This insane loophole was highlighted by an al-Qaida operative in 2011 who released a video saying: "America is absolutely awash with easily obtainable firearms, you can go down to a gun show at the local convention center... So what are you waiting for?"

Despite widespread support among Democrats, gun safety advocates, and even the Director of the FBI-- the NRA opposes any legislation limiting the rights of terrorists to purchase guns. As the NRA goes, so does the Republican Party. Congress has repeatedly failed to pass a measure that would ban guns for those on the FBI's terrorist watch-list.

Yet, instead of gun control, Presidential candidate and Senator Rand Paul thinks it would be a better idea to eliminate all welfare support for resettled refugees from 34 mostly Middle Eastern countries.

My wife is a refugee. She subsisted off of food stamps for her entire childhood. She lived in government sponsored housing until she was eighteen. She went to college with federal aid. And now she pays the government somewhere around $20,000 a year in taxes. She is a proud American who is a productive member of our economy. That's how our system works.

When you cut off aid to refugees you create a second class tier of citizens. When you refuse to integrate those citizens, you create a hotbed of terrorism-- regardless of religion. Which is what is happening across Europe. And is exactly what ISIS wants.

**PROVIDED DATA:**
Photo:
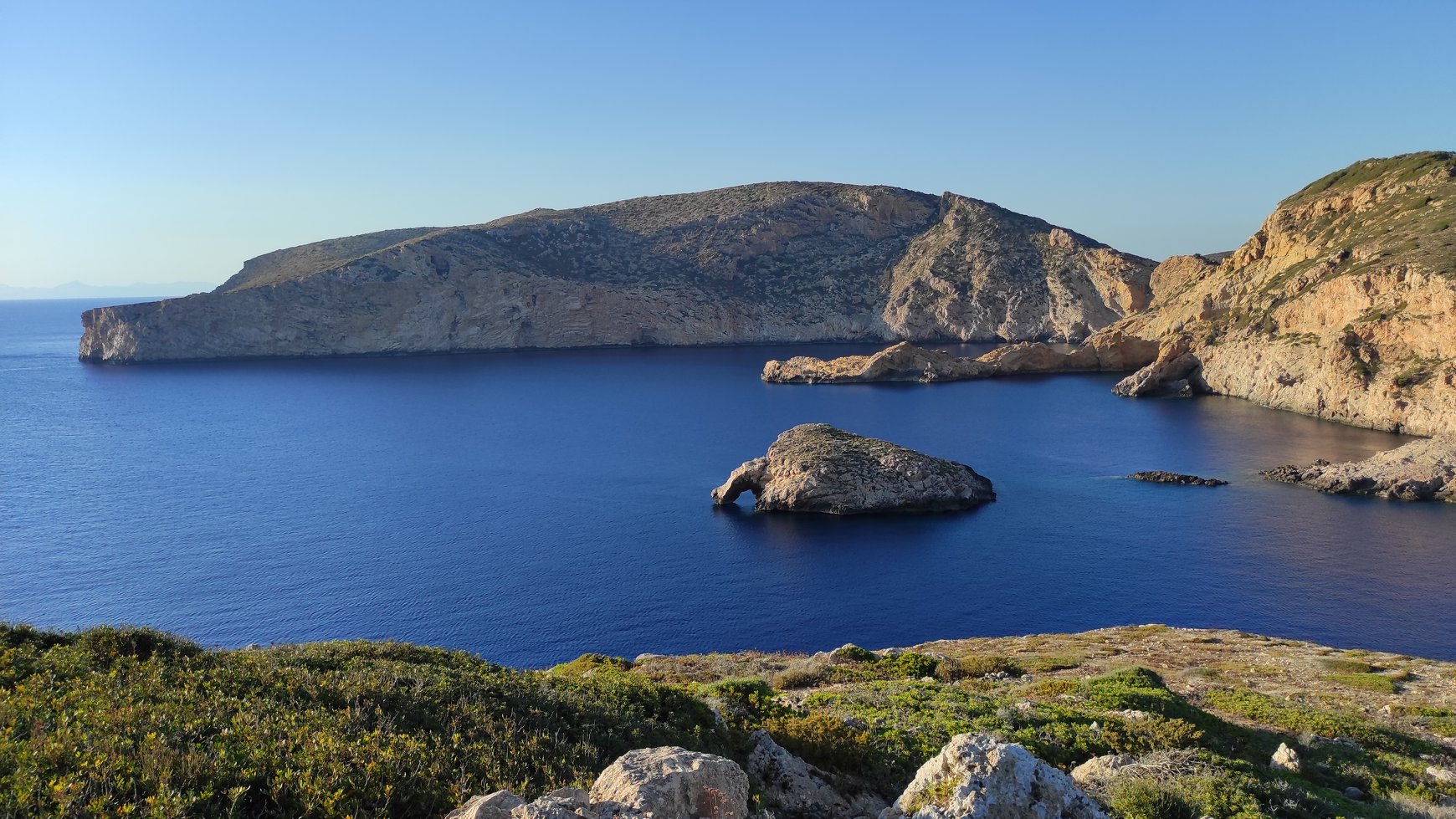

**REQUIRED TASK:** Transcribe the stretch of the passage on gun laws and refugees from "Yet, instead of" through "Middle Eastern countries.". The data has no connection to the passage on gun laws and refugees.

**SOLVED EXERCISE:**
Yet, instead of gun control, Presidential candidate and Senator Rand Paul thinks it would be a better idea to eliminate all welfare support for resettled refugees from 34 mostly Middle Eastern countries.